PROBLÈME À RÉSOUDRE ▸
D'après le texte sur les Bnei Menashe, de quels États de l'Inde ceux-ci ont-ils émigré ?

TEXTE EXTRAIT ▸
((

Les Bnei Menashe ont dû affronter le choc de ce genre de racisme – principalement, pensent-ils, parce que la grande majorité des Israéliens ne sait pas grand-chose sur eux. Au nombre de 5.000 en Israël, les Bnei Menashe ont émigré des états du Nord-Est de l’Inde – Manipur et Mizoram, à la frontière du Myanmar (Birmanie) – et ils croient qu’ils sont les descendants d’une « tribu perdue » d’Israël, vieille de 2.700 ans. Ils ne sont pas qualifiés à l’immigration selon la Loi israélienne du Retour, mais peuvent arriver sporadiquement par groupes de quelques centaines grâce à Shavei Israel, organisation israélienne à but non lucratif qui travaille à localiser à travers le monde les communautés juives « perdues » et à les ramener en Israël. Singson a immigré du Manipur en 2017 avec sa mère, sa grand-mère et son frère.

Les Bnei Menashe ont exprimé leur indignation et leur déception devant le racisme dont ils sont victimes, et ils font état des nombreuses fois où, ces dernières semaines, des membres de leur communauté ont été traités de « coronavirus » par d’autres Israéliens.

Un Israélien portant un masque dans le marché Mahane Yehuda à Jérusalem, le 20 mars 2020. (Olivier Fitoussi/Flash90)

« C’est vraiment triste de voir la plupart des Israéliens infectés, non par le coronavirus, mais par le virus du racisme », dit Shlomo Thangminlien Lhungdim, ami de 24 ans de Singson. Il y a quelques jours, après être monté dans un bus avec quelques amis Bnei Menashe, d’autres passagers l’ont fixé bizarrement et beaucoup se sont couvert le nez. « Même le chauffeur s’est mis à tousser intentionnellement dès qu’il nous a vus », dit-il. « Les gens ont tendance à nous fuir. Dans les stations de bus, les supermarchés, ils nous regardent comme des gens différents… Partout, nous sommes victimes de discrimination. La vie est affreuse. Pourquoi ? Simplement parce que notre apparence est différente ? »

Isaac Thangjom, chef de projet à la Fédération Juive du Nouveau Mexique qui a émigré en Israël en 1997, dit que sa famille n’a eu à affronter aucun incident à Ramla où il vit ou aux alentours. Mais des incidents de ce genre sont fréquents, dit-il, dans de plus petites villes comme Tiberia, Kiryat Arba en Cisjordanie, et Akko, où vivent aussi la plupart des Bnei Menashe. Il a également entendu parler de plusieurs cas de racisme lié au coronavirus. « Il y a une dame qui prenait le bus de Kiryat Arba vers Jérusalem – et elle disait qu’elle se sentait mal à l’aise parce que, quand elle voyageait dans ce bus de ville, les gens s’éloignaient d’elle »

))

LES DONNÉES ▸
((

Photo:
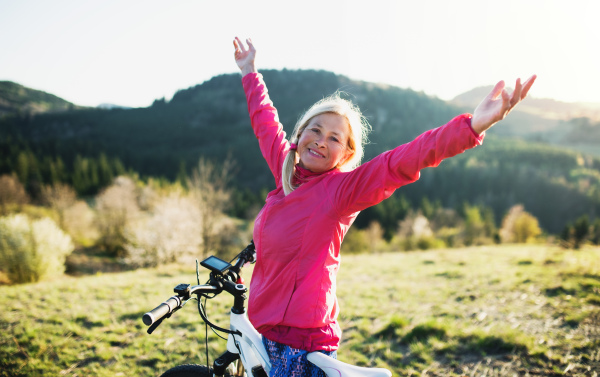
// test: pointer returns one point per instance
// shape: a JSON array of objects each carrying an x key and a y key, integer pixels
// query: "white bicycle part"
[{"x": 336, "y": 368}]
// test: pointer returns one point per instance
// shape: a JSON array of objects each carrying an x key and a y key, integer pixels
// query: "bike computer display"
[{"x": 215, "y": 264}]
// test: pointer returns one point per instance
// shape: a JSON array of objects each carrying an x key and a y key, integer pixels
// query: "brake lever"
[{"x": 155, "y": 325}]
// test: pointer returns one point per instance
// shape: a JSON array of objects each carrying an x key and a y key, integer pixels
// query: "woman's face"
[{"x": 323, "y": 143}]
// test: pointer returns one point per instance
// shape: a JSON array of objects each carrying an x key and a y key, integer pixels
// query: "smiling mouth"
[{"x": 315, "y": 153}]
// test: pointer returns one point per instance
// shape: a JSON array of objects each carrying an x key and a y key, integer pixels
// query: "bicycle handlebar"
[
  {"x": 166, "y": 308},
  {"x": 155, "y": 316}
]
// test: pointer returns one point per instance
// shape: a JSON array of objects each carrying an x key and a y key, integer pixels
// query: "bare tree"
[
  {"x": 117, "y": 205},
  {"x": 208, "y": 187}
]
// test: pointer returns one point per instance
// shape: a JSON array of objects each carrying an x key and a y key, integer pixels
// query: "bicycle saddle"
[{"x": 336, "y": 368}]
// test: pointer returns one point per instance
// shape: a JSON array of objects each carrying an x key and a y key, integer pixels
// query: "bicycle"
[{"x": 246, "y": 355}]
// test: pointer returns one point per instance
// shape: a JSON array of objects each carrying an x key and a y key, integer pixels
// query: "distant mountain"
[
  {"x": 110, "y": 106},
  {"x": 211, "y": 120},
  {"x": 542, "y": 107},
  {"x": 18, "y": 99},
  {"x": 573, "y": 125}
]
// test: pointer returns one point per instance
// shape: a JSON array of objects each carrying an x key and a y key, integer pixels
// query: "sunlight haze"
[{"x": 132, "y": 52}]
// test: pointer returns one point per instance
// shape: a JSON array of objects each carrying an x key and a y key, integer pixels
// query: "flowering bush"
[{"x": 32, "y": 250}]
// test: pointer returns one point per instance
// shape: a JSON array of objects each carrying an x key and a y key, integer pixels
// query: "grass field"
[{"x": 487, "y": 311}]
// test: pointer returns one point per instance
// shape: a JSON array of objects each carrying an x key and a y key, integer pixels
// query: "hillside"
[
  {"x": 572, "y": 125},
  {"x": 18, "y": 99},
  {"x": 486, "y": 311},
  {"x": 556, "y": 184}
]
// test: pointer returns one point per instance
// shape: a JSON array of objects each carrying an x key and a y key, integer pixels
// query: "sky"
[{"x": 130, "y": 52}]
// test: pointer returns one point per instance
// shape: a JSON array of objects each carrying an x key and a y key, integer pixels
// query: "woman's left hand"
[{"x": 498, "y": 104}]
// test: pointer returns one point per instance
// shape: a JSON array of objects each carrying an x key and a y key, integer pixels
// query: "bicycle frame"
[
  {"x": 252, "y": 353},
  {"x": 244, "y": 342}
]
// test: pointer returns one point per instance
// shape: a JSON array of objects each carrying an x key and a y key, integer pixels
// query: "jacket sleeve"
[
  {"x": 265, "y": 123},
  {"x": 377, "y": 179}
]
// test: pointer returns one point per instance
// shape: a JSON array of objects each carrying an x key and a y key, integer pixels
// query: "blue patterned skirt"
[{"x": 292, "y": 362}]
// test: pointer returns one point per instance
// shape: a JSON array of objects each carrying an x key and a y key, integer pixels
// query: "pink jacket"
[{"x": 298, "y": 237}]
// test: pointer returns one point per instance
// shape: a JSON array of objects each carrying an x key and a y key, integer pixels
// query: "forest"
[{"x": 88, "y": 147}]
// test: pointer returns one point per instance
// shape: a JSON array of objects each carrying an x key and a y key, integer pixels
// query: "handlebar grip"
[{"x": 161, "y": 310}]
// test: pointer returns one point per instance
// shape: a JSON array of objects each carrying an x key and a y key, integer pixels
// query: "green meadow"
[{"x": 517, "y": 310}]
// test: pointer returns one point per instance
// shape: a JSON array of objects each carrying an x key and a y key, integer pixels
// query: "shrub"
[
  {"x": 32, "y": 250},
  {"x": 117, "y": 206},
  {"x": 170, "y": 232},
  {"x": 79, "y": 220},
  {"x": 519, "y": 226}
]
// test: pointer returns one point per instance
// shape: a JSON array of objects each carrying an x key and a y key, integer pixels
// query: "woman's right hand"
[{"x": 244, "y": 57}]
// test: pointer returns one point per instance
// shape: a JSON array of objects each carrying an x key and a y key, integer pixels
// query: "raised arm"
[
  {"x": 496, "y": 105},
  {"x": 244, "y": 57},
  {"x": 263, "y": 115}
]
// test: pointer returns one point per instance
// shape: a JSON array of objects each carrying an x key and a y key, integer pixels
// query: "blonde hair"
[{"x": 359, "y": 128}]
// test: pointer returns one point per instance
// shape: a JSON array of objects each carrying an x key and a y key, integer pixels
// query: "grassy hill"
[
  {"x": 18, "y": 99},
  {"x": 487, "y": 311}
]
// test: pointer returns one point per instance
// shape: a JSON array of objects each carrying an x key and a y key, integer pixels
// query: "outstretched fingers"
[
  {"x": 495, "y": 93},
  {"x": 527, "y": 85},
  {"x": 516, "y": 95}
]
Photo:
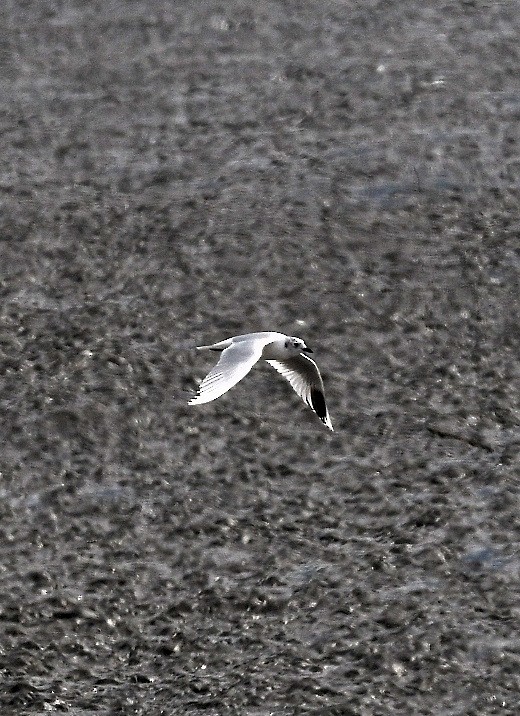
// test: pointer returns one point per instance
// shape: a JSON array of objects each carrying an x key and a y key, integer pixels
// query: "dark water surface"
[{"x": 177, "y": 172}]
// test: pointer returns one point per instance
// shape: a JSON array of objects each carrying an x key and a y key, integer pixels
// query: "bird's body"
[{"x": 287, "y": 354}]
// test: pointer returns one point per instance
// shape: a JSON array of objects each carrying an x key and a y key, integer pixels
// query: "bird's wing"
[
  {"x": 235, "y": 362},
  {"x": 304, "y": 376}
]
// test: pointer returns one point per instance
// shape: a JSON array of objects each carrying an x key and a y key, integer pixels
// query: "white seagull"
[{"x": 286, "y": 354}]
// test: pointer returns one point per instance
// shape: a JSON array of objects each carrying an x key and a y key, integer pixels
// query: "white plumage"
[{"x": 287, "y": 354}]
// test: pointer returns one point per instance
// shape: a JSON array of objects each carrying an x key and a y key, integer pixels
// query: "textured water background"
[{"x": 175, "y": 172}]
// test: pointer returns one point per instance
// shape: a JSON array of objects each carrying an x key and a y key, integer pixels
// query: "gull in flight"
[{"x": 287, "y": 354}]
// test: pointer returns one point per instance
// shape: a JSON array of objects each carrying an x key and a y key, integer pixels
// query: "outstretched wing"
[
  {"x": 235, "y": 362},
  {"x": 304, "y": 376}
]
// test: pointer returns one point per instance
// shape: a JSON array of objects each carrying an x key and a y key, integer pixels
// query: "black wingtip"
[{"x": 318, "y": 404}]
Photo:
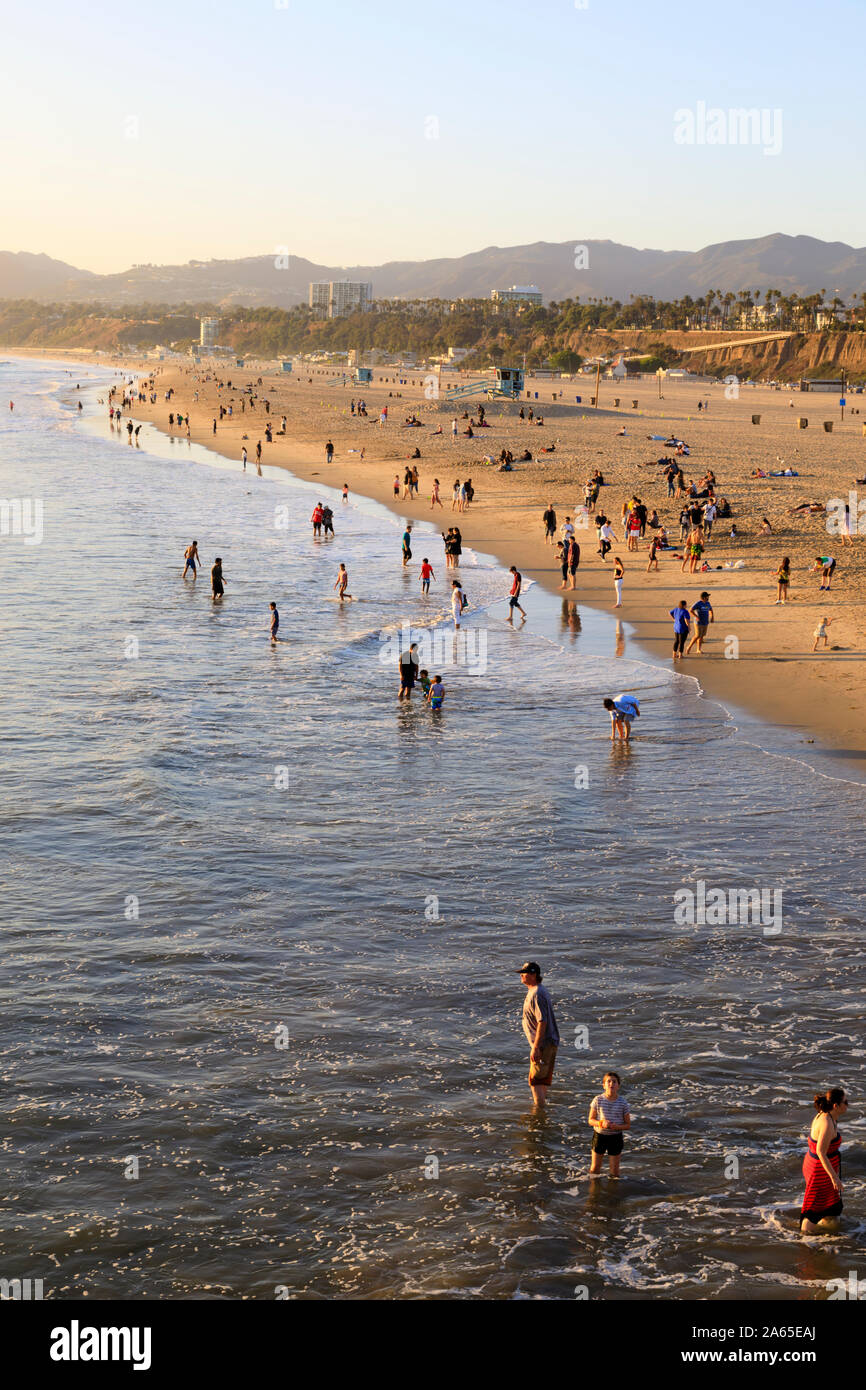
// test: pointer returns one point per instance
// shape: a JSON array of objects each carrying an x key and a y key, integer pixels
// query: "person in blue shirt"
[
  {"x": 702, "y": 612},
  {"x": 681, "y": 627}
]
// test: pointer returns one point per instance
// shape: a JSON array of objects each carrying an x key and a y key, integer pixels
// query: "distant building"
[
  {"x": 334, "y": 298},
  {"x": 517, "y": 295}
]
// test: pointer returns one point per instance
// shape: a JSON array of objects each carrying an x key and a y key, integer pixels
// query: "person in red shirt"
[{"x": 515, "y": 595}]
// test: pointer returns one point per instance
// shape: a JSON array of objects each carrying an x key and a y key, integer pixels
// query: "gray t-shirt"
[
  {"x": 540, "y": 1005},
  {"x": 615, "y": 1108}
]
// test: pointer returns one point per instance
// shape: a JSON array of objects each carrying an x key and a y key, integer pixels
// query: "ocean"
[{"x": 263, "y": 923}]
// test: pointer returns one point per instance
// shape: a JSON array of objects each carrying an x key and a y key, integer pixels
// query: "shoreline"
[{"x": 786, "y": 688}]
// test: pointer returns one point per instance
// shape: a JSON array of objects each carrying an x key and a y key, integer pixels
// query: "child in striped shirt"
[{"x": 609, "y": 1116}]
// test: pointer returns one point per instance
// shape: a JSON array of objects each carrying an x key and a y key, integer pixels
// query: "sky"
[{"x": 355, "y": 134}]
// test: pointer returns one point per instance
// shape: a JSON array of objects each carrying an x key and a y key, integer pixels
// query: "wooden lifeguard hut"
[{"x": 509, "y": 381}]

))

SOLUTION DU PROBLÈME ▸
Du Manipur et du Mizoram, dans le Nord-Est de l'Inde, à la frontière du Myanmar (Birmanie).